++++ Extracted information

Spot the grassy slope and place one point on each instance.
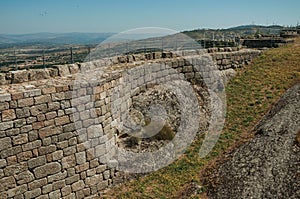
(249, 96)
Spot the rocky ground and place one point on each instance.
(268, 166)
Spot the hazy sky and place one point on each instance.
(30, 16)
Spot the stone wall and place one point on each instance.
(225, 57)
(57, 133)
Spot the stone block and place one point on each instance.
(35, 162)
(78, 185)
(47, 169)
(42, 99)
(49, 131)
(6, 125)
(24, 177)
(63, 70)
(37, 184)
(23, 113)
(20, 76)
(80, 157)
(48, 90)
(5, 143)
(33, 193)
(16, 191)
(72, 179)
(58, 184)
(7, 183)
(4, 106)
(25, 102)
(20, 139)
(32, 93)
(62, 120)
(68, 161)
(66, 190)
(8, 115)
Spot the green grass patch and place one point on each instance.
(250, 95)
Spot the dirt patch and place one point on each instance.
(268, 165)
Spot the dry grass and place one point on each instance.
(249, 97)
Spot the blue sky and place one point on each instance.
(31, 16)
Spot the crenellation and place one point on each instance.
(56, 140)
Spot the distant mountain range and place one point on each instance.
(52, 38)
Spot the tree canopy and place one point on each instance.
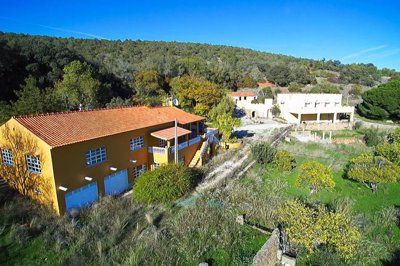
(313, 228)
(78, 86)
(164, 184)
(315, 175)
(382, 102)
(197, 94)
(372, 170)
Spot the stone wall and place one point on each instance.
(268, 254)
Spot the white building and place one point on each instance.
(299, 108)
(243, 101)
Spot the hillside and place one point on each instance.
(112, 65)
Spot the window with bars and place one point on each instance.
(96, 156)
(138, 170)
(162, 143)
(33, 164)
(6, 154)
(137, 143)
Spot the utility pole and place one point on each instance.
(176, 141)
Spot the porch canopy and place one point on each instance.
(169, 133)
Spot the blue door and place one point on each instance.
(81, 197)
(116, 183)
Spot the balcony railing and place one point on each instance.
(157, 150)
(185, 144)
(211, 132)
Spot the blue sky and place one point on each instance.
(350, 31)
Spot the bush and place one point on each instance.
(357, 125)
(325, 88)
(295, 87)
(284, 161)
(382, 102)
(373, 137)
(164, 184)
(263, 152)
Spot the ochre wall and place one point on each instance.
(66, 165)
(309, 117)
(70, 167)
(45, 159)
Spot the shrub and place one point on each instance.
(164, 184)
(357, 125)
(315, 175)
(284, 161)
(263, 152)
(325, 88)
(295, 87)
(382, 102)
(275, 110)
(394, 137)
(373, 137)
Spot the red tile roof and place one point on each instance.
(169, 133)
(243, 93)
(59, 129)
(265, 84)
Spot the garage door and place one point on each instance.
(116, 183)
(82, 196)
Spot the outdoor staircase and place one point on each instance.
(195, 159)
(199, 155)
(3, 186)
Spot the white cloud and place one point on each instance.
(362, 52)
(87, 34)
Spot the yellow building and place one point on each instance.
(85, 155)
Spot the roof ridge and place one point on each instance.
(85, 110)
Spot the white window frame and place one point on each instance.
(162, 143)
(137, 143)
(96, 156)
(7, 158)
(33, 164)
(138, 170)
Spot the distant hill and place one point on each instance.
(116, 61)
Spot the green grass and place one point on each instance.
(30, 252)
(251, 243)
(364, 201)
(337, 157)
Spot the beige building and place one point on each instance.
(300, 108)
(243, 100)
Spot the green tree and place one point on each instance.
(325, 88)
(355, 90)
(78, 86)
(284, 161)
(389, 151)
(300, 74)
(374, 136)
(394, 137)
(280, 74)
(148, 83)
(295, 87)
(382, 102)
(226, 123)
(265, 93)
(119, 102)
(316, 228)
(225, 106)
(30, 98)
(372, 170)
(275, 110)
(263, 152)
(197, 94)
(164, 184)
(247, 82)
(315, 175)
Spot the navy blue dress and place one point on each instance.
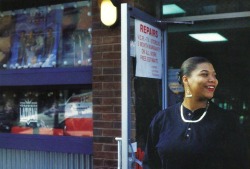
(215, 142)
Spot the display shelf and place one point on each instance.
(64, 144)
(46, 76)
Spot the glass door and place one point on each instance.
(230, 58)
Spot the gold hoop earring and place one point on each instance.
(188, 93)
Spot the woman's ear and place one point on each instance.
(185, 80)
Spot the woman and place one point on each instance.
(195, 134)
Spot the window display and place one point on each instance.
(47, 36)
(55, 112)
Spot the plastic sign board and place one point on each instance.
(148, 50)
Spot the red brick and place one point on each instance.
(113, 117)
(110, 132)
(115, 85)
(110, 147)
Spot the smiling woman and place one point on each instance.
(196, 133)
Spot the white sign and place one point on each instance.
(148, 50)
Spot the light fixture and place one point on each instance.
(208, 37)
(108, 13)
(172, 9)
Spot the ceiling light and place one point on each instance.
(171, 9)
(208, 37)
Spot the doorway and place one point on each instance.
(230, 58)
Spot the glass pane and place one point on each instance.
(65, 112)
(46, 36)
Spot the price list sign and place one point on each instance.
(148, 50)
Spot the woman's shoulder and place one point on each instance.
(168, 111)
(226, 115)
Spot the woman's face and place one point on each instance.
(202, 81)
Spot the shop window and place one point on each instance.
(49, 112)
(46, 36)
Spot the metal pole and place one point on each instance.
(119, 155)
(125, 83)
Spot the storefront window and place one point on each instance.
(47, 36)
(47, 112)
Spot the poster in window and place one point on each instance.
(6, 28)
(52, 35)
(76, 39)
(28, 38)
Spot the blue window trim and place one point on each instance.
(46, 76)
(63, 144)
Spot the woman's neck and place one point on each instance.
(193, 105)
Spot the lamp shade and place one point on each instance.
(108, 13)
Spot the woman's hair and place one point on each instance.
(190, 65)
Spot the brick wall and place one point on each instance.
(106, 90)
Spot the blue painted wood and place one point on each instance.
(46, 76)
(63, 144)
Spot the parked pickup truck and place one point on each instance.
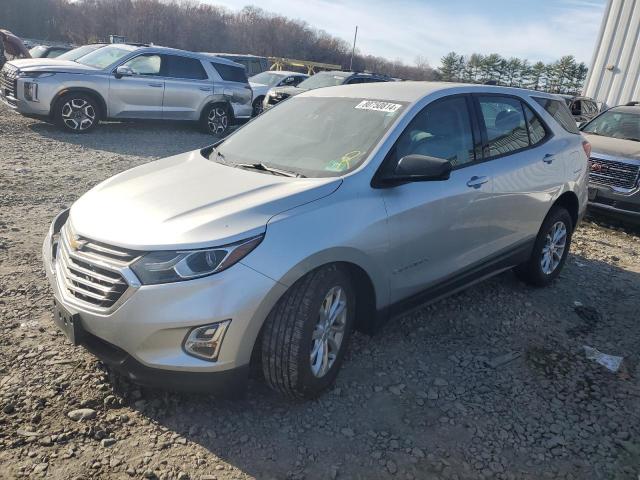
(126, 81)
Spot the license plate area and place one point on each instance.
(68, 322)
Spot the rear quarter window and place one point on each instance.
(231, 73)
(560, 113)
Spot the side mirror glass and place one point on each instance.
(123, 71)
(419, 168)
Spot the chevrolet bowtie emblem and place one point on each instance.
(76, 244)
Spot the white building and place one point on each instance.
(614, 76)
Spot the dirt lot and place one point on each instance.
(424, 399)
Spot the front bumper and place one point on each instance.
(36, 109)
(143, 336)
(620, 205)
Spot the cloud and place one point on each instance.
(536, 30)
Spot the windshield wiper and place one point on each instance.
(220, 156)
(264, 168)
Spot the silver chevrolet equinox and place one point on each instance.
(123, 81)
(341, 208)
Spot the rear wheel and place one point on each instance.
(216, 119)
(550, 249)
(76, 112)
(307, 333)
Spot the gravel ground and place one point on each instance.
(490, 383)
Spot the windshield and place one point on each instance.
(103, 57)
(616, 124)
(78, 52)
(313, 137)
(267, 78)
(37, 52)
(323, 79)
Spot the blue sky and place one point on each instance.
(404, 29)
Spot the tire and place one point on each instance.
(294, 330)
(257, 106)
(77, 112)
(542, 269)
(216, 119)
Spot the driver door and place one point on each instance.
(140, 94)
(438, 229)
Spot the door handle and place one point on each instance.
(477, 182)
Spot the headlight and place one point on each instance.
(174, 266)
(31, 91)
(35, 74)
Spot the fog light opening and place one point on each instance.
(204, 342)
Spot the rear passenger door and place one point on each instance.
(138, 95)
(526, 164)
(235, 87)
(437, 229)
(187, 87)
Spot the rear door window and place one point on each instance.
(183, 67)
(231, 73)
(147, 64)
(505, 124)
(560, 113)
(443, 130)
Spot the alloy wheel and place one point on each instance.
(553, 250)
(329, 331)
(78, 114)
(218, 120)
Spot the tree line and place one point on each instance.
(191, 25)
(563, 76)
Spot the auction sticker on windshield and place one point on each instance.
(378, 106)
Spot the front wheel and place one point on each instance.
(306, 334)
(216, 120)
(76, 113)
(550, 249)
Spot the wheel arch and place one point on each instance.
(88, 91)
(569, 201)
(367, 318)
(218, 101)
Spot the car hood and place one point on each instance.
(51, 65)
(615, 147)
(188, 201)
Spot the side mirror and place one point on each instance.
(123, 71)
(419, 168)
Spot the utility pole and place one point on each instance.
(353, 51)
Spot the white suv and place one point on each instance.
(335, 211)
(127, 81)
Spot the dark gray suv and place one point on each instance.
(614, 177)
(124, 81)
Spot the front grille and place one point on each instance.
(9, 82)
(613, 173)
(90, 270)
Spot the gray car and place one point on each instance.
(129, 82)
(337, 210)
(614, 178)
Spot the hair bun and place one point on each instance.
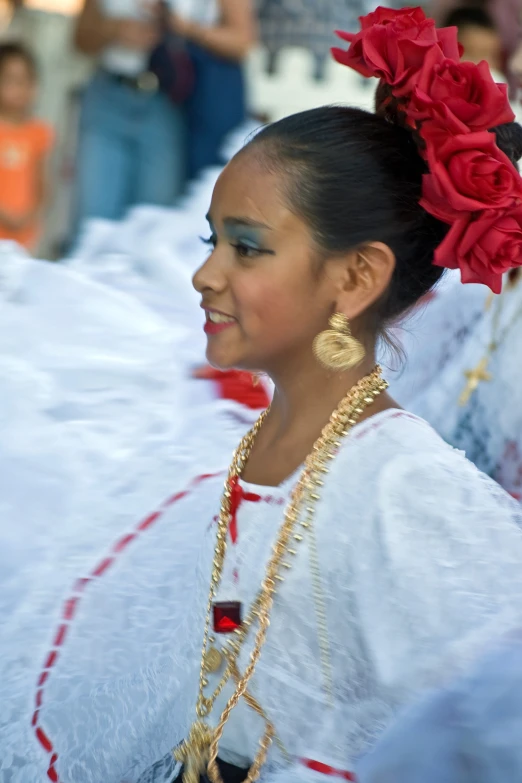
(509, 140)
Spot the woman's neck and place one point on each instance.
(302, 406)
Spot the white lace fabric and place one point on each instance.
(450, 337)
(420, 566)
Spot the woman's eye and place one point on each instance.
(246, 251)
(210, 241)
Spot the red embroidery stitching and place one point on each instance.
(70, 607)
(325, 769)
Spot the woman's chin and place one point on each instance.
(221, 362)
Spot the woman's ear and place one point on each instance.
(365, 277)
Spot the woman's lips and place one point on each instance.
(217, 322)
(212, 328)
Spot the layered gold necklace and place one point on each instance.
(481, 372)
(199, 752)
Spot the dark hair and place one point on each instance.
(469, 16)
(13, 50)
(356, 177)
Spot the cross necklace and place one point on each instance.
(480, 373)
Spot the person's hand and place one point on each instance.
(180, 26)
(136, 34)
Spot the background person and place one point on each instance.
(25, 146)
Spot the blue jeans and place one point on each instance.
(132, 150)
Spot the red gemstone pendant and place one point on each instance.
(226, 616)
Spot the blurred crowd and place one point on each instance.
(135, 97)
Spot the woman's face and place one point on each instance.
(264, 301)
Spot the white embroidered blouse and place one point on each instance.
(420, 566)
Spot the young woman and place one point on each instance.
(352, 557)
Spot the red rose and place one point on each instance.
(469, 173)
(392, 45)
(403, 18)
(467, 90)
(483, 247)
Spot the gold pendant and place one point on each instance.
(194, 753)
(213, 660)
(474, 378)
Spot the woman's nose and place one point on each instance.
(210, 276)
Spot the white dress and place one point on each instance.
(450, 337)
(419, 560)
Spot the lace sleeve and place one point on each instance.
(460, 734)
(445, 567)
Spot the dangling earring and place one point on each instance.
(336, 348)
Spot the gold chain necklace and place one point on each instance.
(481, 373)
(199, 751)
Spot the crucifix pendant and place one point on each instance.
(474, 378)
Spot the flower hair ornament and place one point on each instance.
(451, 108)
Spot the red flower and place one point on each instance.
(469, 173)
(483, 246)
(467, 90)
(403, 18)
(392, 45)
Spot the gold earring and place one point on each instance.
(336, 348)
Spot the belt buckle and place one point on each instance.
(147, 82)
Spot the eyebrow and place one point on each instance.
(241, 221)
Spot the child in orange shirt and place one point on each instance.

++++++++

== What is required ==
Nothing but the lines from the one with "Spot the red rose" through the end of the data above should be repeated, each exactly as it stands.

== Result of the task ==
Spot the red rose and place one point on each instance.
(469, 173)
(392, 45)
(403, 18)
(467, 90)
(483, 247)
Spot the gold pendant and place one point on each instance.
(194, 753)
(213, 660)
(474, 378)
Spot the woman's nose and place one point on each instance.
(210, 276)
Spot the white dress and place one point on each instance.
(450, 337)
(419, 560)
Spot the lace sleeve and place one point on each instance.
(460, 734)
(445, 567)
Spot the dangling earring and place one point on each instance.
(336, 348)
Spot the gold chain necklace and place one point on each instance.
(481, 373)
(199, 751)
Spot the crucifix pendant and place one point on each instance.
(474, 378)
Spot the flower hair ornament and place one point on each instance.
(451, 108)
Spot the red flower and place one point on each instance.
(469, 173)
(483, 246)
(467, 90)
(403, 18)
(392, 45)
Spot the gold earring and place one point on each instance.
(336, 348)
Spot the belt buckle and place one point on each instance.
(147, 82)
Spot the eyebrow and place one point on each instance.
(241, 221)
Spot the child in orange shirt and place one point on each instance.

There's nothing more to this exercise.